(Saved entries)
* Begin *

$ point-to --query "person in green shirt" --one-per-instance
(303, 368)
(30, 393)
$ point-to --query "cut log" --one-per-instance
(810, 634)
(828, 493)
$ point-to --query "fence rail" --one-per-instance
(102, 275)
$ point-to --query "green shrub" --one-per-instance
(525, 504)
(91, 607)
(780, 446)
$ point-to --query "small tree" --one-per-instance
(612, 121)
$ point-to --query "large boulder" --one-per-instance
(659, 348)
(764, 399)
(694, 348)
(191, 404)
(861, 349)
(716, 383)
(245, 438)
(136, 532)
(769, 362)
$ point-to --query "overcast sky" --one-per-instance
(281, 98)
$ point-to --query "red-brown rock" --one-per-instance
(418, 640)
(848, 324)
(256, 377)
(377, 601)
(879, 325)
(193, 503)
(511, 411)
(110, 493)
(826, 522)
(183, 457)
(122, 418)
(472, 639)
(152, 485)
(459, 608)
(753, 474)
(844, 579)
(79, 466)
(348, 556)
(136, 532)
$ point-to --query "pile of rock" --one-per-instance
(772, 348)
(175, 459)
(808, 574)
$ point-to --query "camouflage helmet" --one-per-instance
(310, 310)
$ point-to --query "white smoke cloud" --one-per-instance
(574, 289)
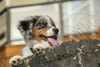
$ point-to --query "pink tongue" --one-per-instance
(52, 41)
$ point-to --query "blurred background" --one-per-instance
(70, 16)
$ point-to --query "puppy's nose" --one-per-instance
(55, 30)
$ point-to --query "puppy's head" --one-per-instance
(40, 28)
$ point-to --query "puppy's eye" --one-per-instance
(43, 25)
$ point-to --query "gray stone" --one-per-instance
(85, 53)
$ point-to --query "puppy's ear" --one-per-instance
(52, 21)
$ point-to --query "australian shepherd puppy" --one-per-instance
(39, 33)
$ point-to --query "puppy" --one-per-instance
(39, 33)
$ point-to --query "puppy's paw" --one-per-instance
(38, 48)
(14, 60)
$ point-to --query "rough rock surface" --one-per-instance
(85, 53)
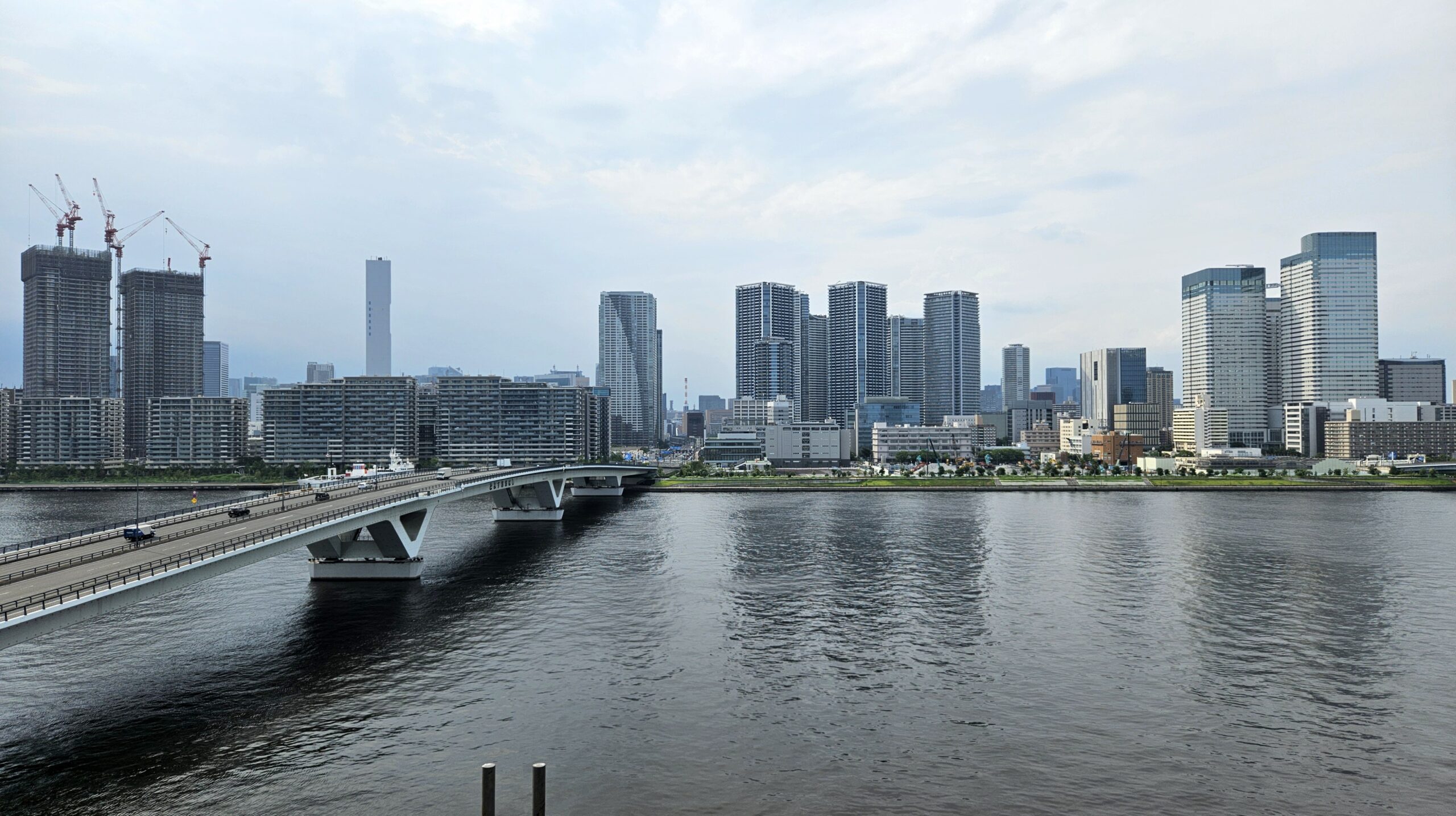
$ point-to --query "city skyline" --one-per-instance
(995, 199)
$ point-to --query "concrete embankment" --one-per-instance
(1052, 489)
(82, 487)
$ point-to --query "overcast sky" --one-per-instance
(1066, 160)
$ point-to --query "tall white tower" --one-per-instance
(378, 341)
(1015, 372)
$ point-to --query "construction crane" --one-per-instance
(118, 245)
(111, 217)
(73, 212)
(61, 217)
(203, 253)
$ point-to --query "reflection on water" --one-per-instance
(822, 653)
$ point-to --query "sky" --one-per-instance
(1068, 162)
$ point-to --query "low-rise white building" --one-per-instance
(954, 442)
(749, 411)
(1200, 427)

* End *

== PROMPT ==
Return the full material word for word. Do not include the pictures.

== SOLUTION FOR THIS EXERCISE ==
$ point-to --query "person in green shirt" --one-per-instance
(303, 368)
(30, 393)
$ point-to --query "cut log" --one-per-instance
(810, 634)
(828, 493)
$ point-to --query "fence rail" --one-per-instance
(102, 275)
$ point-to --query "green shrub" --one-per-instance
(525, 504)
(91, 607)
(780, 446)
$ point-to --query "small tree" --one-per-instance
(612, 121)
$ point-to --query "large boulder" --one-per-instance
(659, 348)
(764, 399)
(694, 348)
(191, 404)
(861, 349)
(716, 383)
(245, 438)
(136, 532)
(769, 362)
$ point-to --query "overcast sky" --one-per-instance
(281, 98)
$ point-to --query "red-brown rock" --one-per-instance
(418, 640)
(848, 324)
(256, 377)
(377, 601)
(879, 325)
(193, 503)
(511, 411)
(110, 493)
(826, 522)
(183, 457)
(122, 418)
(472, 639)
(152, 485)
(459, 608)
(753, 474)
(844, 579)
(79, 466)
(348, 556)
(136, 532)
$ point-to --query "pile of rock" --one-per-instance
(772, 348)
(175, 459)
(808, 574)
$ point-to --query "camouflage helmet" --one-per-instance
(310, 310)
$ point-to --query "white smoke cloud" --one-per-instance
(574, 289)
$ point-to --query "pink tongue" --one-per-instance
(52, 41)
$ point-to --query "blurred background" --one-per-instance
(70, 16)
$ point-to --query "puppy's nose" --one-per-instance
(55, 30)
$ point-to --query "puppy's head" --one-per-instance
(40, 28)
$ point-to --query "puppy's eye" --one-per-instance
(43, 25)
$ point-to --query "gray stone" --one-per-instance
(85, 53)
$ point-to --query "puppy's ear" --one-per-instance
(52, 21)
$ point-to --query "australian shepherd puppy" --one-per-instance
(39, 33)
$ point-to --query "puppy" --one-per-instance
(39, 33)
$ point-to --query "puppy's paw" --one-per-instance
(38, 48)
(14, 60)
$ point-to --query "rough rock surface" --one-per-instance
(85, 53)
$ point-to --query "city skyline" --one-per-instance
(995, 199)
$ point-to --query "concrete embankment" --one-per-instance
(1052, 489)
(82, 487)
$ point-to --query "overcast sky" --one-per-instance
(1066, 160)
$ point-to --query "tall white tower" --one-per-instance
(378, 341)
(1015, 372)
$ point-to --query "construction crane" --one-per-instance
(118, 245)
(111, 217)
(73, 212)
(61, 217)
(203, 253)
$ point-to --query "reflection on water" --one-per-instance
(822, 653)
$ point-to --query "sky" --one-per-instance
(1068, 162)
$ point-to --query "low-rise white building" --one-per-instance
(954, 442)
(749, 411)
(1200, 427)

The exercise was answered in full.